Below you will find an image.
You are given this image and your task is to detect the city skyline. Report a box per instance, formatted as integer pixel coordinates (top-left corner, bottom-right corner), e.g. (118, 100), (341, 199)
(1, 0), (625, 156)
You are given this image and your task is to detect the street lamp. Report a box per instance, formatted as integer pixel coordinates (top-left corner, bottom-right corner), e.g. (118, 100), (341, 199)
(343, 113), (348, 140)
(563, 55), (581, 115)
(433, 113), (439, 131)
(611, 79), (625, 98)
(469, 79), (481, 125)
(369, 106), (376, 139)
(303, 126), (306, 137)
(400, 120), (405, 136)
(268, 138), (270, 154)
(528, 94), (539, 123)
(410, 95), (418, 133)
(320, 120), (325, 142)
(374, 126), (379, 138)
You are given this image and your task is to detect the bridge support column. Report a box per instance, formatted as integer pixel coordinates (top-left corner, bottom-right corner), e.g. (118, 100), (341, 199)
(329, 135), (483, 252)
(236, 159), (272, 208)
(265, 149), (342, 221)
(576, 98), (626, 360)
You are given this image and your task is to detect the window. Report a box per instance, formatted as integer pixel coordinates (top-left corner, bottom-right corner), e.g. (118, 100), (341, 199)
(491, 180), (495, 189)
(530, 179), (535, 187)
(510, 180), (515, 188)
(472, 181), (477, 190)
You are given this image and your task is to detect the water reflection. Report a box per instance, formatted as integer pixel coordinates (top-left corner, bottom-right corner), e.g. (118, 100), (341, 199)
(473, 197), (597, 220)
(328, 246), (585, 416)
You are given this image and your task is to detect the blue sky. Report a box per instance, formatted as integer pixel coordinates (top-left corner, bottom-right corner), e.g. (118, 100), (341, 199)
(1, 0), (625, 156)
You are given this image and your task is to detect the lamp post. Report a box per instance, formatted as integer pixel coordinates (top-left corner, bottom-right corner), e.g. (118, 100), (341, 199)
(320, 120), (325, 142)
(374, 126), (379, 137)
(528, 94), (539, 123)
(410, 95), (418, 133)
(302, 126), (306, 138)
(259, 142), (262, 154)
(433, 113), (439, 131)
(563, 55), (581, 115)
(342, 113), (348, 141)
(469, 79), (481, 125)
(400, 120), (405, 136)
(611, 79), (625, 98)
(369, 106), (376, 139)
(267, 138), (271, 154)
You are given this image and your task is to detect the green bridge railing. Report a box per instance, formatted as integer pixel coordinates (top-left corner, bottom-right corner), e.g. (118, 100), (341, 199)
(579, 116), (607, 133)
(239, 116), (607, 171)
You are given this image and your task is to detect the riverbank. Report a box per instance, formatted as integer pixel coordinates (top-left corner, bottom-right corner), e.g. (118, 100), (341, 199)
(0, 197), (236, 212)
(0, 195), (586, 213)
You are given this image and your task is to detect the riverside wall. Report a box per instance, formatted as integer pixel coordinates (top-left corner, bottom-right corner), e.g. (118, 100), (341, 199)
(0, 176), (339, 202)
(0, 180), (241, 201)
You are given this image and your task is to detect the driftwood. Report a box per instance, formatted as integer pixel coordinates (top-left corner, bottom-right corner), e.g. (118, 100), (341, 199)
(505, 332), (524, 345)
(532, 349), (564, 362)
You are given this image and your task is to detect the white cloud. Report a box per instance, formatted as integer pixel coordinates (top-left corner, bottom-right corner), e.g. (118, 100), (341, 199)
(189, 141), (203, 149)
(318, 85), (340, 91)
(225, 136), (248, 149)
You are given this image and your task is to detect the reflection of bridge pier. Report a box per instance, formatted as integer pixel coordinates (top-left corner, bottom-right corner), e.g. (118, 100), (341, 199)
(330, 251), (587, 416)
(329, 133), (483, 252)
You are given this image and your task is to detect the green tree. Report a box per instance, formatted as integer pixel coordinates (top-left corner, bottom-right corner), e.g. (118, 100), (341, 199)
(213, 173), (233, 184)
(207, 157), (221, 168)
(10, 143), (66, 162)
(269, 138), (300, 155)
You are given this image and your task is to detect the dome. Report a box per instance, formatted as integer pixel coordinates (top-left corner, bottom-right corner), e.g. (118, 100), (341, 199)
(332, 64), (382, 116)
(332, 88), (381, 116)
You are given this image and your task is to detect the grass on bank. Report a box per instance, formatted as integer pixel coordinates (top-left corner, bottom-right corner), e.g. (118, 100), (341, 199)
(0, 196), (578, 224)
::::
Goal of the exercise:
Nothing in the records above may be left out; repeat them exactly.

Solution to this task:
Below you will find an image.
You are given this image and your task is to detect the city skyline. Report a box per instance, formatted as integer pixel coordinates (top-left corner, bottom-right corner), e.g. (118, 100), (341, 199)
(1, 0), (625, 156)
You are given this image and your task is to detect the street lamp. Report a box per instance, formatted as integer pixel coordinates (top-left corner, bottom-right corner), e.g. (118, 100), (341, 199)
(343, 113), (348, 140)
(563, 55), (581, 115)
(433, 113), (439, 131)
(611, 79), (625, 98)
(469, 79), (481, 125)
(369, 106), (376, 139)
(303, 126), (306, 137)
(400, 120), (405, 136)
(268, 138), (270, 154)
(528, 94), (539, 123)
(410, 95), (418, 133)
(320, 120), (325, 142)
(374, 126), (379, 138)
You are given this image and your task is to detect the bridge support column. Report a box per instance, formatted as integer pixel coordinates (top-left corner, bottom-right corner), e.g. (118, 100), (341, 199)
(329, 135), (483, 252)
(236, 159), (272, 208)
(265, 149), (342, 221)
(576, 98), (626, 360)
You are given this image and your task is to detect the window. Report a box per instance, formatted as integer pixel coordinates (top-left corner, bottom-right corner), e.g. (118, 100), (341, 199)
(491, 180), (495, 189)
(530, 179), (535, 187)
(510, 180), (515, 188)
(472, 181), (477, 190)
You are given this image and your task is to detect the water reflection. Report a box per instance, formatted as integer pixel coordinates (top-left corner, bottom-right corner), e.g. (118, 100), (341, 199)
(473, 197), (597, 220)
(328, 246), (585, 416)
You are given this image and your task is to detect the blue sky. Report a box per instance, formatted as integer pixel coordinates (top-left corner, bottom-right corner), e.g. (118, 100), (341, 199)
(1, 0), (625, 156)
You are given this image and your task is to detect the lamp post. Report a box per instance, formatted as integer pixel coordinates (top-left corner, bottom-right corner), e.g. (118, 100), (341, 199)
(320, 120), (325, 142)
(374, 126), (379, 137)
(528, 94), (539, 123)
(410, 95), (418, 133)
(302, 126), (306, 138)
(259, 142), (262, 154)
(433, 113), (439, 131)
(563, 55), (581, 115)
(342, 113), (348, 141)
(469, 79), (481, 125)
(400, 120), (405, 136)
(611, 79), (625, 98)
(369, 106), (376, 139)
(267, 138), (271, 154)
You are given this image and your task is to detect the green bridge railing. Report a box per instance, formatted as integer pixel coordinates (top-left corner, bottom-right corner), e.g. (118, 100), (341, 199)
(579, 116), (607, 133)
(239, 116), (607, 171)
You are given this image and your task is to detect the riverbank. Report a box per instance, formatted as integer pixel coordinates (top-left corner, bottom-right corner), e.g. (118, 100), (341, 199)
(0, 197), (236, 212)
(0, 195), (586, 213)
You are given this image and your task is to detect the riverside wall. Report a box per instance, formatted as integer pixel coordinates (top-left corner, bottom-right corner), e.g. (118, 100), (341, 199)
(0, 176), (339, 202)
(0, 180), (241, 201)
You are given this image and your task is to detect the driftwood. Report a box per instance, formatted as integer pixel coordinates (top-left corner, bottom-right corner), e.g. (118, 100), (341, 199)
(505, 332), (524, 345)
(532, 349), (564, 362)
You are given this image and your task is to detect the white cloud. Report a box per instance, formatted as integer pixel coordinates (top-left corner, bottom-right corner), e.g. (118, 100), (341, 199)
(189, 141), (203, 149)
(318, 85), (340, 91)
(225, 136), (248, 149)
You are given this image and your task is to detect the reflection of bridge pier. Report a box per instance, formatted as integer pixel coordinates (top-left corner, bottom-right corner), e.g. (118, 100), (341, 199)
(330, 251), (587, 416)
(329, 133), (483, 252)
You are given this image and your task is to detect the green tree. Report a box per instance, formatted as integer pixel coordinates (top-left corner, bottom-right corner), e.g. (118, 100), (341, 199)
(213, 173), (233, 184)
(207, 157), (221, 168)
(10, 143), (66, 162)
(269, 138), (300, 155)
You are given this image and your task is to detect the dome. Report a box per instance, formatted as integer pixel coordinates (top-left corner, bottom-right corner), e.g. (118, 100), (341, 199)
(332, 64), (382, 116)
(332, 88), (381, 116)
You are given this image and your task is to detect the grass on bank. Report a box per instance, formatted as integer pixel coordinates (top-left corner, bottom-right corner), e.g. (118, 100), (341, 199)
(0, 196), (578, 224)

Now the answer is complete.